■ What needs to be done: Reproduce every row below word for word, without changing anything.

== Source records ==

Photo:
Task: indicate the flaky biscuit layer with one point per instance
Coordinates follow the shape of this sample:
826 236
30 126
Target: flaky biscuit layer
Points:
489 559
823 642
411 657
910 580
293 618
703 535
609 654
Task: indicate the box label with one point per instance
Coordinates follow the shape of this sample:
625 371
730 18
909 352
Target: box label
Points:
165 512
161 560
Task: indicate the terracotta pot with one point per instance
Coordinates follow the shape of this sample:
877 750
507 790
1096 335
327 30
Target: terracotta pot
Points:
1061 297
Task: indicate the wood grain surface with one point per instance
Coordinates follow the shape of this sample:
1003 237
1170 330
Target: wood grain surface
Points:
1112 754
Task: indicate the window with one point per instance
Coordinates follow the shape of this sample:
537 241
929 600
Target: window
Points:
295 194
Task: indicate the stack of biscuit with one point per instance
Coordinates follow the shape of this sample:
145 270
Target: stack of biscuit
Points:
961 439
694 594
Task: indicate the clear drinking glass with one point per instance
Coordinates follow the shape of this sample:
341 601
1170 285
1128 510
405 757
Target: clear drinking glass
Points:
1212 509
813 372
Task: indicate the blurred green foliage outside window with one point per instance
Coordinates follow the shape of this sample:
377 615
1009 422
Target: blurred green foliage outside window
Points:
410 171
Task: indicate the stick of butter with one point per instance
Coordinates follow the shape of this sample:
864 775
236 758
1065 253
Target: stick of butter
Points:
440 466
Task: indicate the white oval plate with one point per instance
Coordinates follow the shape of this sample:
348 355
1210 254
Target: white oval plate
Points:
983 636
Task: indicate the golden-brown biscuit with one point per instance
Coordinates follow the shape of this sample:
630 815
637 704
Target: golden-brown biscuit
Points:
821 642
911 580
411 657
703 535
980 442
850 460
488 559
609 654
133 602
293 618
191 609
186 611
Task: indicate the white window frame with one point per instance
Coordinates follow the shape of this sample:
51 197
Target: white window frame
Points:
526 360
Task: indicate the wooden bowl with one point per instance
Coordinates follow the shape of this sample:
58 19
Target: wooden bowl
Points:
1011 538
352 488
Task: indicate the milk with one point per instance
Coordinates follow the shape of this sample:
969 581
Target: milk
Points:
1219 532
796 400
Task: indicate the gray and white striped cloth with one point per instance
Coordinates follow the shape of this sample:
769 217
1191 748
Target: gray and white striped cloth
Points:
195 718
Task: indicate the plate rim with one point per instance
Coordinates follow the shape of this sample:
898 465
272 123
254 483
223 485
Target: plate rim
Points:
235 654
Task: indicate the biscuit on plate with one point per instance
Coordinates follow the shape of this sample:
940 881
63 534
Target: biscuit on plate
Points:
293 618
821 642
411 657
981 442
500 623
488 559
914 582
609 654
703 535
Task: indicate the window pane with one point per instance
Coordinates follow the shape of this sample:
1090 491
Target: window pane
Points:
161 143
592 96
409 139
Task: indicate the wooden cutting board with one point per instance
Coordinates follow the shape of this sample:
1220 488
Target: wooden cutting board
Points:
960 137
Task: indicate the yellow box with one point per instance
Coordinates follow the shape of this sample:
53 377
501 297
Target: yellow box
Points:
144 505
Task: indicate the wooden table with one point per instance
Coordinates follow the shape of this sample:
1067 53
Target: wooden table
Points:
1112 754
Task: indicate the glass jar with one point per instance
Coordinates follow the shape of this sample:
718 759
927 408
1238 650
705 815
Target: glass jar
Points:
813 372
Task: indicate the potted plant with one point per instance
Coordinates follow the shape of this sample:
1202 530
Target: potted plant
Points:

===

■ Result of this task:
Photo:
Task: indicate the flaky biscuit layer with one point per instance
Coordinates follow the shape of this sample:
826 236
30 126
Target: flaky biscuit layer
Points:
489 559
823 642
411 657
910 580
293 618
703 535
609 654
Task: indicate the box label with one point per instance
Coordinates follow the shape of this sample:
625 371
730 18
909 352
Target: box label
Points:
165 512
161 560
Task: indicate the terracotta pot with one point per instance
Coordinates follow the shape of this sample:
877 750
507 790
1096 335
327 30
Target: terracotta pot
Points:
1061 297
Task: indicate the wood grain surface with one point per instance
Coordinates follow the shape of this sample:
1003 237
1170 330
Target: wood grain surface
Points:
1112 754
Task: indicate the window with one point per instance
Coordinates follow the shape of this sample:
537 241
929 600
Target: window
Points:
295 194
Task: indicate the stack of biscuit with one point per instance
Coordinates follow the shape of this sample:
145 270
Target: stack of biscuit
Points:
961 439
694 594
Task: indicate the clear drinking glass with one point per instance
Coordinates follow the shape of this sample:
341 601
1170 285
1128 510
405 757
Target: clear drinking glass
Points:
1212 509
813 372
Task: indicate the blurred green foliage outside window with one point per instance
Coordinates follow the shape of this sample:
377 615
1009 422
Target: blurred green foliage outside window
Points:
410 171
Task: indicate the stick of butter with one point per instance
Coordinates follow the shape of this sample:
864 775
236 758
1065 253
Target: stick of butter
Points:
440 466
Task: indicate the white oval plate with one point per instance
Coordinates follow the shape of this sample:
348 355
1210 254
Target: white oval plate
Points:
983 636
Task: indicate the golden-brown biscuit with one point per instance
Coordinates follow the shape of this sample:
630 815
637 704
Target: golden-brown biscuit
Points:
821 642
911 580
411 657
703 535
980 442
850 460
488 559
609 654
133 602
293 618
191 609
186 611
Task: indicate the white window frame with one point per instance
Coordinates follow the shape of this sample:
51 197
Target: white window frame
Points:
526 360
Task: indicate the wooden bowl with one point per instance
Coordinates follow the shape of this sample:
58 19
Target: wooden bowl
Points:
1011 538
352 488
Task: indicate the milk with one point per instance
Coordinates follow the shape of this sample:
969 581
Target: milk
Points:
1219 532
796 400
Task: indicate the gray and white striped cloth with one point per instance
Coordinates follow the shape of this sample:
769 217
1191 748
Target: gray and white striped cloth
Points:
195 718
Task: indicate the plate rim with one point per instance
Coordinates follow the shape of this sample:
898 465
272 123
254 483
223 485
Target: plate rim
Points:
235 654
Task: indicate the biscuit on plate with one point per instance
Coordinates follow the shape of this sample:
940 881
63 534
Target: biscuit on plate
Points:
293 618
821 642
411 657
981 442
500 623
488 559
914 582
609 654
703 535
Task: indicate the window pane with one point per instance
Coordinates follow the shape of this sample:
1090 491
Target: window pane
Points:
161 143
592 96
409 139
Task: indicate the wooden cutting board with one point per instance
Coordinates follow the shape of this sample:
1220 488
Target: wooden cutting board
Points:
960 137
Task: indicate the yellow box with one point per instance
Coordinates follow the shape of this sample:
53 377
501 297
Target: yellow box
Points:
144 505
Task: indicate the wooden table with one point per instance
Coordinates follow the shape of this sample:
1067 53
Target: wooden table
Points:
1112 754
Task: indicate the glass jar with one point per instance
Coordinates follow the shape of this sample:
718 759
927 408
1238 650
705 815
Target: glass jar
Points:
813 372
Task: indicate the potted plant with one point per instance
Coordinates follow the shape of this sample:
1202 530
Target: potted plant
Points:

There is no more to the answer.